EXCERPT TO READ →
• • •
According to Aya Healthcare CEO Alan Braynin, travel nurse pay is now down 28% compared to a year ago. Hospital openings for travel nurses were also down by 51% at the end of April compared to the same time last year.
At HCA Healthcare, the country’s largest publicly traded hospital chain, nurse hiring increased by 19% in the first three months of the year compared to the average across the last four quarters. In addition, turnover levels have almost declined to pre-pandemic levels, and HCA’s travel nurse costs have dropped by 21% in the first quarter of this year compared to 2022.
According to the organization, many nurses who initially left their hospitals during the pandemic are now coming back. Since 2022, around 20% of the 37,000 nurses hired at HCA hospitals previously worked for the company at some point between 2016 and 2022.
Similarly, Houston Methodist has rehired around 60 nurses who initially left during the pandemic. Roberta Schwartz, the chief innovation officer at the health system’s flagship hospital, said these returning nurses have helped the hospital make more beds available and keep up with an 8% increase in demand.
“The boomerang nurses have returned,” said Gail Vozzella, Houston Methodist’s chief nurse.
How hospitals are attracting boomerang nurses
To attract more nurses to staff positions, hospital officials said they are offering higher pay, as well as several new benefits, such as childcare, less demanding work positions, and more flexible schedules.
For example, Suzane Nguyen, who took a teaching job during the pandemic, rejoined Houston Methodist in June 2022 after she was offered a virtual job. In her new position, she collects patient information by video. “The stress doesn’t compare,” she said.
Similarly, Linda Allen, an ED nurse who left to work for a temporary agency during the pandemic, returned to Sentara Healthcare in 2022 after the hospital system increased its wages and offered new, more flexible schedules.
According to Terrie Edwards, Sentara’s regional VP, the organization has increased its nurse wages by around 21% in the last two years and now offers student debt relief up to $10,000, as well as adoption and infertility benefits.
Overall, these changes have helped Sentara hire around 400 boomerang nurses, which has reduced staff overtime and cut its travel nurse expenses in half.
“They really did step up,” said Allen, who became a full-time employee in September 2022 after initially working temporary 13-week contracts.
Outside of these benefits, some nurses are also just ready for more permanent positions after spending the pandemic working in several different hospitals. “There is something to be said for working in the same place every day, consistently,” said Alexis Brockting, an advanced practice nurse at Mercy Hospital South.
• • •
RECORDS PROVIDED →

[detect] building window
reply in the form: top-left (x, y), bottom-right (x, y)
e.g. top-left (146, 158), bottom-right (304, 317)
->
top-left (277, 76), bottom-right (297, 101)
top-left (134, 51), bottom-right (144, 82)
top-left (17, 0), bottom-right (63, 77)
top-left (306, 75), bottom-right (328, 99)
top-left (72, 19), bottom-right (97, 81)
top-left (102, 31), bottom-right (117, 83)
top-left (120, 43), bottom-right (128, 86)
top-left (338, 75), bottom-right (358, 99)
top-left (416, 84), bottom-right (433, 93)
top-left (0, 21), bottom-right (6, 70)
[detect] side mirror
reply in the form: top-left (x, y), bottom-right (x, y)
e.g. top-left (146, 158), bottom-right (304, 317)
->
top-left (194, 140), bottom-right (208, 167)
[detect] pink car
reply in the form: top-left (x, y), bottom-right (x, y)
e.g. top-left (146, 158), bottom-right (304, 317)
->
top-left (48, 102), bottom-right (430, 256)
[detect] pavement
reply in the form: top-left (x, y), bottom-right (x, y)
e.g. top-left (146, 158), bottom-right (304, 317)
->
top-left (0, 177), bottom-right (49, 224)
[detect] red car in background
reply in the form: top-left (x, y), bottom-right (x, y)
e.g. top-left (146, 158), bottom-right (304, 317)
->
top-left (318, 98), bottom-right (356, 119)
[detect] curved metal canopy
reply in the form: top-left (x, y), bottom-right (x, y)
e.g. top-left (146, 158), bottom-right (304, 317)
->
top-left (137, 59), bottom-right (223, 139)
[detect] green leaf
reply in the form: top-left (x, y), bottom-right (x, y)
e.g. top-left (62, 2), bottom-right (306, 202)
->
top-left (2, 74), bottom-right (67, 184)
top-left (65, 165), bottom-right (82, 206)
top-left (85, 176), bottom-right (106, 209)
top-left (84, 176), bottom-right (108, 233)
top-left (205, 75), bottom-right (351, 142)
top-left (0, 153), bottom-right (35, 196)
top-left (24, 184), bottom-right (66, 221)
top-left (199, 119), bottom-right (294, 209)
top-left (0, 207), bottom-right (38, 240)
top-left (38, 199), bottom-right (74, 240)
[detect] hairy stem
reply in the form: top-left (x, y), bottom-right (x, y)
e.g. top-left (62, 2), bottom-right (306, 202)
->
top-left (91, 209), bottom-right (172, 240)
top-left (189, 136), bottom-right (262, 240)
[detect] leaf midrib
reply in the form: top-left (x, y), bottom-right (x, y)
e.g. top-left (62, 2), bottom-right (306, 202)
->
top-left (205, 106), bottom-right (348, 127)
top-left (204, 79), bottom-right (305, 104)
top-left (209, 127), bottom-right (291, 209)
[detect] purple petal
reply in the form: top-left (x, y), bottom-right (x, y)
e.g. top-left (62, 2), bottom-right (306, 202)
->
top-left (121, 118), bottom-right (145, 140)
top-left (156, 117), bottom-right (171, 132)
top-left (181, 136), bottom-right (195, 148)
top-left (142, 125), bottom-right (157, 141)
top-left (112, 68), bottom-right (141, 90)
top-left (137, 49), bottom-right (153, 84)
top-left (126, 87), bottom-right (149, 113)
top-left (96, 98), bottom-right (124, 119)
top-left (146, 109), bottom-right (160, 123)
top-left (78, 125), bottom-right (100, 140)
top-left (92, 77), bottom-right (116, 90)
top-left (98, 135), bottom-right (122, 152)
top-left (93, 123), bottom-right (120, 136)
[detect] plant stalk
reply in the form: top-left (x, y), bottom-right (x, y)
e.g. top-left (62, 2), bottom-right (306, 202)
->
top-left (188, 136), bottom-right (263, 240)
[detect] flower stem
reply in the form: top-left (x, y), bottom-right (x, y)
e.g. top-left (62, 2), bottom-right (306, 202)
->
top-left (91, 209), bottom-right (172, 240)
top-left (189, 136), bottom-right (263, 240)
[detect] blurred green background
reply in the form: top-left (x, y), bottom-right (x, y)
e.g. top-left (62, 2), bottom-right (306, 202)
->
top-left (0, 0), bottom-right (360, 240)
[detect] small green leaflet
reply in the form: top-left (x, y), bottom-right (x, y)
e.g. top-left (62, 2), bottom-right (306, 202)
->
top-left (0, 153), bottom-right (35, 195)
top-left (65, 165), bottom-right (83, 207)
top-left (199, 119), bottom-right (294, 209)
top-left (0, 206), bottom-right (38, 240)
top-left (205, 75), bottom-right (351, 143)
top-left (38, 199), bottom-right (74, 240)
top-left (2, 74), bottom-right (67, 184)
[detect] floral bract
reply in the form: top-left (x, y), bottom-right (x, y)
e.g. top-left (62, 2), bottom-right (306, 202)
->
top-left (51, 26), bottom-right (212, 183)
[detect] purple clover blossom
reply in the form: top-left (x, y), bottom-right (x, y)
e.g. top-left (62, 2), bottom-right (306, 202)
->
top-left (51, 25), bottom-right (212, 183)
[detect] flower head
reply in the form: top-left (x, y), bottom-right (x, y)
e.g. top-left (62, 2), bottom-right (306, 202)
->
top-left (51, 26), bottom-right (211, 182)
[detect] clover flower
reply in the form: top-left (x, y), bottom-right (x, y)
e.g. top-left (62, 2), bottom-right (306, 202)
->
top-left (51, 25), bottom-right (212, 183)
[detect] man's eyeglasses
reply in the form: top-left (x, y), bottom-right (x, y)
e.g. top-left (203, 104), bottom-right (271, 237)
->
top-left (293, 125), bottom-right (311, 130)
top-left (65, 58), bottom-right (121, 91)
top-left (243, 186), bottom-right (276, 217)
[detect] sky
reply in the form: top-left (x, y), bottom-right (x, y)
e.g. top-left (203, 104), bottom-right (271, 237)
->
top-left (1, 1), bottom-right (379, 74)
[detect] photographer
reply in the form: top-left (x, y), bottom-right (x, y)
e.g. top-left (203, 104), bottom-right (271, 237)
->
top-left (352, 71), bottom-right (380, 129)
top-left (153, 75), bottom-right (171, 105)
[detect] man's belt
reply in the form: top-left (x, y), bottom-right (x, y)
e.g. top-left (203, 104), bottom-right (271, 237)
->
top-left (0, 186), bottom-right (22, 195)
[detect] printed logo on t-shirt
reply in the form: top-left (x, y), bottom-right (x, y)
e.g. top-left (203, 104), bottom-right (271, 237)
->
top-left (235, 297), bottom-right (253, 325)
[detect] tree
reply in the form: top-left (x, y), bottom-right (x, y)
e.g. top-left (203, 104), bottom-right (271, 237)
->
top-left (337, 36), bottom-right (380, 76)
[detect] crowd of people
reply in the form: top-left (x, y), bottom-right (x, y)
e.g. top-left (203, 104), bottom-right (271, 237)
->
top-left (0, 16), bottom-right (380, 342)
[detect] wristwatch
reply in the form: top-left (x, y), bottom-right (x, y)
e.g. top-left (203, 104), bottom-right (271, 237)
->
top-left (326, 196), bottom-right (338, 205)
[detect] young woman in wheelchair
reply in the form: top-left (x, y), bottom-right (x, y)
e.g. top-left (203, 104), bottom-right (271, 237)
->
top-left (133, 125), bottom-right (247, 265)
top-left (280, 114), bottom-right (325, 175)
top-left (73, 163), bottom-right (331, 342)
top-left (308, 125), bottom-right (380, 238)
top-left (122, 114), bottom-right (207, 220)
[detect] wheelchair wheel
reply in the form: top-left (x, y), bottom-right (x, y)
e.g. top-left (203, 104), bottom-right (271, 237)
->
• • •
PROMPT A → Rewrite the stretch of the boomerang nurses text from "Outside of these" through "Mercy Hospital South.", replacing "permanent positions" with "long-term positions".
PROMPT B → In the boomerang nurses text, condense the paragraph beginning "At HCA Healthcare, the country’s largest" into a shorter version that keeps its main facts.

ANSWER BOX A →
Outside of these benefits, some nurses are also just ready for more long-term positions after spending the pandemic working in several different hospitals. “There is something to be said for working in the same place every day, consistently,” said Alexis Brockting, an advanced practice nurse at Mercy Hospital South.

ANSWER BOX B → At HCA Healthcare, the country’s largest publicly traded hospital chain, nurse hiring in the first three months of the year rose 19% over the average of the last four quarters. Turnover has nearly returned to pre-pandemic levels, and first-quarter travel nurse costs fell 21% from 2022.